EXERCISE
Transcribe precisely those lines of the listing that fall between the line containing "Target: wooden post" and the last line, inclusive of both.

____ PROVIDED RECORDS

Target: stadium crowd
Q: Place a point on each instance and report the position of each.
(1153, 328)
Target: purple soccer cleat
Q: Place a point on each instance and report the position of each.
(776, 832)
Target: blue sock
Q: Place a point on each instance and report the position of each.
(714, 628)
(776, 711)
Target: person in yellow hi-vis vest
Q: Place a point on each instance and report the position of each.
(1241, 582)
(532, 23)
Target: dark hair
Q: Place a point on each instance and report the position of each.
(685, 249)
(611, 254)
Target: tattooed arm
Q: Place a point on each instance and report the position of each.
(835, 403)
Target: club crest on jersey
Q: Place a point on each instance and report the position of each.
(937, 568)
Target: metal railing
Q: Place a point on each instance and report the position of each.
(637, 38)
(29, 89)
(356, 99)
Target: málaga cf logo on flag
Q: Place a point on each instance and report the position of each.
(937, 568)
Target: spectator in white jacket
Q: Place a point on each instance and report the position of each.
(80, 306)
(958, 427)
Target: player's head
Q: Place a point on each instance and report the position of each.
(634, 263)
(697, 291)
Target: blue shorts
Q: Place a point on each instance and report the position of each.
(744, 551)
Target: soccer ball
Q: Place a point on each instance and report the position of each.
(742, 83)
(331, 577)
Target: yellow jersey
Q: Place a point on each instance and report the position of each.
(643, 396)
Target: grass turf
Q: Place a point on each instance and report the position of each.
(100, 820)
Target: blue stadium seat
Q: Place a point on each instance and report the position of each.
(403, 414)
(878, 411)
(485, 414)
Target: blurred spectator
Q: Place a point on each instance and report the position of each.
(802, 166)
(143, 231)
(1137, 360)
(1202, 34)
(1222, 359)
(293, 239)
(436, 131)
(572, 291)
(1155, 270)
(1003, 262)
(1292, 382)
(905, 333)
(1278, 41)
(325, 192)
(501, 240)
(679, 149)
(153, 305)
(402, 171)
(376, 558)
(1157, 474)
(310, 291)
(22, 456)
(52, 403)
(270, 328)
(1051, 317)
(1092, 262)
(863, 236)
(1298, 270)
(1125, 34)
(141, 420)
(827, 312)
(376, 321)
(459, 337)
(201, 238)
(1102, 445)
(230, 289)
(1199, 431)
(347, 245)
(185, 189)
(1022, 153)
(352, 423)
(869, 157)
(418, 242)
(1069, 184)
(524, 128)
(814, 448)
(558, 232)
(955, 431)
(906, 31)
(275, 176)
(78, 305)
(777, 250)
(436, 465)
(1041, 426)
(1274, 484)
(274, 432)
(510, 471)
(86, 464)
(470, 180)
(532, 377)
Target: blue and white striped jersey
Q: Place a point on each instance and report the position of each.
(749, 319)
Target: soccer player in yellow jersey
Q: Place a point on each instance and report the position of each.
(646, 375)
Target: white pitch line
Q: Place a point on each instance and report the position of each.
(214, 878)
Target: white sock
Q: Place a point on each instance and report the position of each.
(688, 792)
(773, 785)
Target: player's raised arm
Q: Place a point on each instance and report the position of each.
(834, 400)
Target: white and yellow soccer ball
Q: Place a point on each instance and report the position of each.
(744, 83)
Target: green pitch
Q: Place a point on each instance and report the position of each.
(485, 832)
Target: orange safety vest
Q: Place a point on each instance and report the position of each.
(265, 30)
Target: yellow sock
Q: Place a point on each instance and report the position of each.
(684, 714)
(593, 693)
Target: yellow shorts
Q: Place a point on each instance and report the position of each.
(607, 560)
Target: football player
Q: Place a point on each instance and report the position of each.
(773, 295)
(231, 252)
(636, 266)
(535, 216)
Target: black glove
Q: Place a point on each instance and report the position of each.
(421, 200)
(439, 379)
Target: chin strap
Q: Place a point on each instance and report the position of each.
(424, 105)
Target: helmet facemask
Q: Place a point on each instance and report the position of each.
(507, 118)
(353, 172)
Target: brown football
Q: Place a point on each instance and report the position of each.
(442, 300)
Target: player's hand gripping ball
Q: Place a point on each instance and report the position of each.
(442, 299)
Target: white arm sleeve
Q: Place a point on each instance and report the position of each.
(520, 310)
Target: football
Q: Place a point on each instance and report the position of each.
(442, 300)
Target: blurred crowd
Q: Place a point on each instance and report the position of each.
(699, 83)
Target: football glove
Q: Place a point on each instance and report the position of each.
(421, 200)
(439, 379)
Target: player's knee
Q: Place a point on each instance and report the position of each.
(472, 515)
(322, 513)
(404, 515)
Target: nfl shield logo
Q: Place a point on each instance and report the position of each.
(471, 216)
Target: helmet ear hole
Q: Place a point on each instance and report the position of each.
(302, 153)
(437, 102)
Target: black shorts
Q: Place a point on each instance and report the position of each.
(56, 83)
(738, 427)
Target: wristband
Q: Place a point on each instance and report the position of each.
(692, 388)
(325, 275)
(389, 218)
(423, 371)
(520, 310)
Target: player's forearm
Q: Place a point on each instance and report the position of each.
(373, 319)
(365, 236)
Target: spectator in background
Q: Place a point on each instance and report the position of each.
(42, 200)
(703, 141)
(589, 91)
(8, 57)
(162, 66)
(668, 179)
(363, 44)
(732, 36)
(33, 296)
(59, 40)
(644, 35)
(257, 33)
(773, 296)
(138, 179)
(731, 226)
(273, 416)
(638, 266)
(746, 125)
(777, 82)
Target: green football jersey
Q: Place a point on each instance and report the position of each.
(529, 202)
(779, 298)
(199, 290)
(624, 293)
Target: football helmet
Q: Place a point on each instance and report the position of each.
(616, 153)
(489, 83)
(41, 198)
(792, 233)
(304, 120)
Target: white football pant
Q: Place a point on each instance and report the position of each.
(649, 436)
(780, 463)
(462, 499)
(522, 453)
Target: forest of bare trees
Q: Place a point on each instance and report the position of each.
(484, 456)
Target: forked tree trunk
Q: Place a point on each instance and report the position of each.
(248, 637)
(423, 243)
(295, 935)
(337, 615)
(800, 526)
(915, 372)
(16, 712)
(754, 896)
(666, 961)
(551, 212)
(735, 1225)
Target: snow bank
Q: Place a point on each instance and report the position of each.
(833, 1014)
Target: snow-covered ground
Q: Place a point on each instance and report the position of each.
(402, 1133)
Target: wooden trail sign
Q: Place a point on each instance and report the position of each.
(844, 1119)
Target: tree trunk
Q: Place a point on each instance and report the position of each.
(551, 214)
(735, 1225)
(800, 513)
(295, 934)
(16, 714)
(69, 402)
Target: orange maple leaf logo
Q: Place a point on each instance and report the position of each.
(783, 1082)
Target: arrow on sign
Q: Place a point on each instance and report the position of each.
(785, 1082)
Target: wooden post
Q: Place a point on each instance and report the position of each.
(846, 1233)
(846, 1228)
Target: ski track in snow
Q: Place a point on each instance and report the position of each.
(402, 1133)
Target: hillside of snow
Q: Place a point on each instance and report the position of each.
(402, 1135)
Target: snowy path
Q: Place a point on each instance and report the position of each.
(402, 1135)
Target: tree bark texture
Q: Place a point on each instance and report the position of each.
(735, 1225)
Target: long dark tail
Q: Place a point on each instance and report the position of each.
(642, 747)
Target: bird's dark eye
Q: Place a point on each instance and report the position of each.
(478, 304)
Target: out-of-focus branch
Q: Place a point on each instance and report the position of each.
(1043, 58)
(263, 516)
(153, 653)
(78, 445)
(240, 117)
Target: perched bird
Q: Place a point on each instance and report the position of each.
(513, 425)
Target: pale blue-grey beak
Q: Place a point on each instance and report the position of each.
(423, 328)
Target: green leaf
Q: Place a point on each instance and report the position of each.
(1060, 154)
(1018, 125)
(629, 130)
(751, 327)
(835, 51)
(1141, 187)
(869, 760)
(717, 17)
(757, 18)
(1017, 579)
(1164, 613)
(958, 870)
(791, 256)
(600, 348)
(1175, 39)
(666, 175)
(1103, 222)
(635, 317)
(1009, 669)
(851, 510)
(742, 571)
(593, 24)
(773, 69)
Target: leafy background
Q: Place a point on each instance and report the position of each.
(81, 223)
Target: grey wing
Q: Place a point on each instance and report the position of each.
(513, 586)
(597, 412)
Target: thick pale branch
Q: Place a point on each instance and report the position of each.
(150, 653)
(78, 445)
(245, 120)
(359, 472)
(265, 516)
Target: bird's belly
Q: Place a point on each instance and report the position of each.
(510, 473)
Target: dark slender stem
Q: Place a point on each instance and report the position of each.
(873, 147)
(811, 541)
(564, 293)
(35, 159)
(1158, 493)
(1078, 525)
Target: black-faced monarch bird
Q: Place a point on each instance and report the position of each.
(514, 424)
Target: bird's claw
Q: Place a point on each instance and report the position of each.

________

TASK SOLUTION
Target: wooden post
Q: Place a point on each instance and report the position of each.
(846, 1233)
(846, 1228)
Target: ski track in snow
Q: Place a point on each instance and report the position of each.
(402, 1133)
Target: hillside of snow
Q: Place a point on each instance and report the position of each.
(402, 1135)
Target: snowy path
Q: Place a point on each instance and report the position of each.
(402, 1135)
Target: tree bark texture
Q: Place a point on each instance and report the position of each.
(735, 1225)
Target: long dark tail
Q: Place a point on each instance and report the position of each.
(642, 747)
Target: bird's dark eye
Q: Place a point on each instance and report the position of each.
(478, 304)
Target: out-of-focus branch
Q: Place a point on each instance and report the position of each.
(1043, 58)
(263, 516)
(153, 653)
(78, 445)
(240, 117)
Target: perched bird
Q: Place a point on each instance and report the position of each.
(513, 425)
Target: pale blue-grey beak
Q: Place a point on each instance and report the position of each.
(423, 328)
Target: green leaf
Q: Place a point on each instance and report the position of each.
(1060, 154)
(1018, 125)
(629, 130)
(751, 327)
(835, 51)
(1141, 187)
(869, 760)
(717, 17)
(757, 18)
(1017, 579)
(1164, 613)
(958, 870)
(791, 256)
(600, 348)
(1175, 39)
(666, 175)
(1103, 222)
(635, 317)
(1009, 669)
(851, 510)
(742, 571)
(593, 24)
(773, 69)
Target: leafy background
Q: Place a point on each instance and report the position of each.
(81, 223)
Target: grey wing
Q: Place a point on each instance and report the position of each.
(513, 586)
(597, 412)
Target: thick pale branch
Q: Place a point on each instance and report the position of each.
(150, 653)
(78, 445)
(245, 120)
(359, 472)
(265, 516)
Target: bird's belly
Q: Place a point on each instance and report the position of each.
(510, 473)
Target: dark slender stem
Q: Place a point on each instance and report the position of each.
(873, 147)
(811, 541)
(564, 293)
(35, 159)
(1158, 493)
(1078, 525)
Target: black-faced monarch bird
Q: Place a point on each instance and report the position of each.
(514, 424)
Target: bird's claw
Q: Place a point on each instance and report the position of each.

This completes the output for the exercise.